*FRAGMENTO DEL DOCUMENTO:*
↓↓↓

El siglo XX nos alejó del debate sobre el georgismo, desplazado por las grandes narrativas de la economía neoclásica y el socialismo de Estado. Sin embargo, la crisis de la vivienda, la persistencia de la pobreza, la exclusión social y la hiperconcentración de la riqueza nos devuelven al punto de partida de Henry George.

La efeméride puede ser una buena excusa para leer o releer a Mark Twain –no sólo sus ficciones, sino también sus ensayos–, y a través de él, redescubrir la fuerza liberadora del ideario georgista. Twain y George, en el fondo, lucharon por lo mismo: un mundo donde la igualdad de oportunidades no fuera una quimera y donde nadie pudiera vivir del sudor de los demás. El humor irreverente de Mark Twain, aliado con la lógica austera pero potente de Henry George, nos recuerda la necesidad de un sistema fiscal que no castigue la creación de riqueza, sino que recupere para la comunidad aquella riqueza que es, por naturaleza y por derecho, común.

↑↑↑

Reproduce tal cual el pasaje del fragmento sobre el georgismo comprendido entre "La efeméride puede" y "por derecho, común.", ambos incluidos.

*Entradas de datos almacenadas:*

↓↓↓

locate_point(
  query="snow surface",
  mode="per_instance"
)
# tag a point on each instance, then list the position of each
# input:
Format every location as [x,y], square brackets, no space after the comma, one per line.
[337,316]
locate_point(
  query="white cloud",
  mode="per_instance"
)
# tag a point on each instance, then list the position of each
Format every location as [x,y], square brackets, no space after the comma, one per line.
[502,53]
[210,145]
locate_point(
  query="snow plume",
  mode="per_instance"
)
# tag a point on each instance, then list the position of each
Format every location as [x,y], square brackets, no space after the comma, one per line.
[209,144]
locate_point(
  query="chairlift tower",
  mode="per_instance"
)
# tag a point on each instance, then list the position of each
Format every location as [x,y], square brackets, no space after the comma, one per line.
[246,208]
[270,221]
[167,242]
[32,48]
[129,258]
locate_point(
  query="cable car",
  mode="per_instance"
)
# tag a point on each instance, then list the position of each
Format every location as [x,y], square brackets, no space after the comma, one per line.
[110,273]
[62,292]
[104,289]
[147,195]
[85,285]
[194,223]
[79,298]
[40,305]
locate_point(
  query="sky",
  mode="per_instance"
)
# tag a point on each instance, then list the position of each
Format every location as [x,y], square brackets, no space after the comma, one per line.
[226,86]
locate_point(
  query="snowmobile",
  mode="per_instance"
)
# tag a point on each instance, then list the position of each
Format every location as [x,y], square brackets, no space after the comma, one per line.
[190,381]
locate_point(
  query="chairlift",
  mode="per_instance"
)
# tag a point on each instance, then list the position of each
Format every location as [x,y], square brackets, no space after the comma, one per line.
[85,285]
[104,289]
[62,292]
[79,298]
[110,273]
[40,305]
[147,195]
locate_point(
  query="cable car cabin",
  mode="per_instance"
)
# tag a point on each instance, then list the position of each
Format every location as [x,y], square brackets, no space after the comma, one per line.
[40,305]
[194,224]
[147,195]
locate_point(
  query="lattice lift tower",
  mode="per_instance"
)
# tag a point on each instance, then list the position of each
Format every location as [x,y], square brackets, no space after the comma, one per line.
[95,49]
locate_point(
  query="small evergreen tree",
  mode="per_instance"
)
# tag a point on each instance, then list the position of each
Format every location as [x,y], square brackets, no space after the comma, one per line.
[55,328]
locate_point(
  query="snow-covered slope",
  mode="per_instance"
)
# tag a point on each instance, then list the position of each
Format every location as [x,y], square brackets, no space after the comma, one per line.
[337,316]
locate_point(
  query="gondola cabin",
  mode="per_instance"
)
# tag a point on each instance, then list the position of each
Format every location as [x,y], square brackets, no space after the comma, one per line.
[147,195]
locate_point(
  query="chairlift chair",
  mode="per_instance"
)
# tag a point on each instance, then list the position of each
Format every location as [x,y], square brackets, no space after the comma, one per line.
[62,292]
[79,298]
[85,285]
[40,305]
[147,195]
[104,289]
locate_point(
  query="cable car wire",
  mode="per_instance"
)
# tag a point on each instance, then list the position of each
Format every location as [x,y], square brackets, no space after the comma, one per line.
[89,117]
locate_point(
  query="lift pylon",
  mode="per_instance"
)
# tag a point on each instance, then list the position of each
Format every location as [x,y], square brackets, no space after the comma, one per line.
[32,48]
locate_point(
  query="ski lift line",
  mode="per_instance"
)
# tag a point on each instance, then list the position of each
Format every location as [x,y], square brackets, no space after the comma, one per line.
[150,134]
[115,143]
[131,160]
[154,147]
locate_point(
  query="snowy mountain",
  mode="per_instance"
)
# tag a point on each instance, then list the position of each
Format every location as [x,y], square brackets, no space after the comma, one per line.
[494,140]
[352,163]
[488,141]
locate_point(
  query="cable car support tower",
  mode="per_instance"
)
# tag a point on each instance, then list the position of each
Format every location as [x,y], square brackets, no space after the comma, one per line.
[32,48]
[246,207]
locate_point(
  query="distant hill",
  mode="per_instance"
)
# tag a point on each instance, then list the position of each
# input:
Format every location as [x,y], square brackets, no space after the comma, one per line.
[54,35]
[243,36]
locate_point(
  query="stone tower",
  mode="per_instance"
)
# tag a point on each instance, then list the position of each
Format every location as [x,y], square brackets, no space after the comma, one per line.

↑↑↑

*CUADRO DE RESPUESTA:*
La efeméride puede ser una buena excusa para leer o releer a Mark Twain –no sólo sus ficciones, sino también sus ensayos–, y a través de él, redescubrir la fuerza liberadora del ideario georgista. Twain y George, en el fondo, lucharon por lo mismo: un mundo donde la igualdad de oportunidades no fuera una quimera y donde nadie pudiera vivir del sudor de los demás. El humor irreverente de Mark Twain, aliado con la lógica austera pero potente de Henry George, nos recuerda la necesidad de un sistema fiscal que no castigue la creación de riqueza, sino que recupere para la comunidad aquella riqueza que es, por naturaleza y por derecho, común.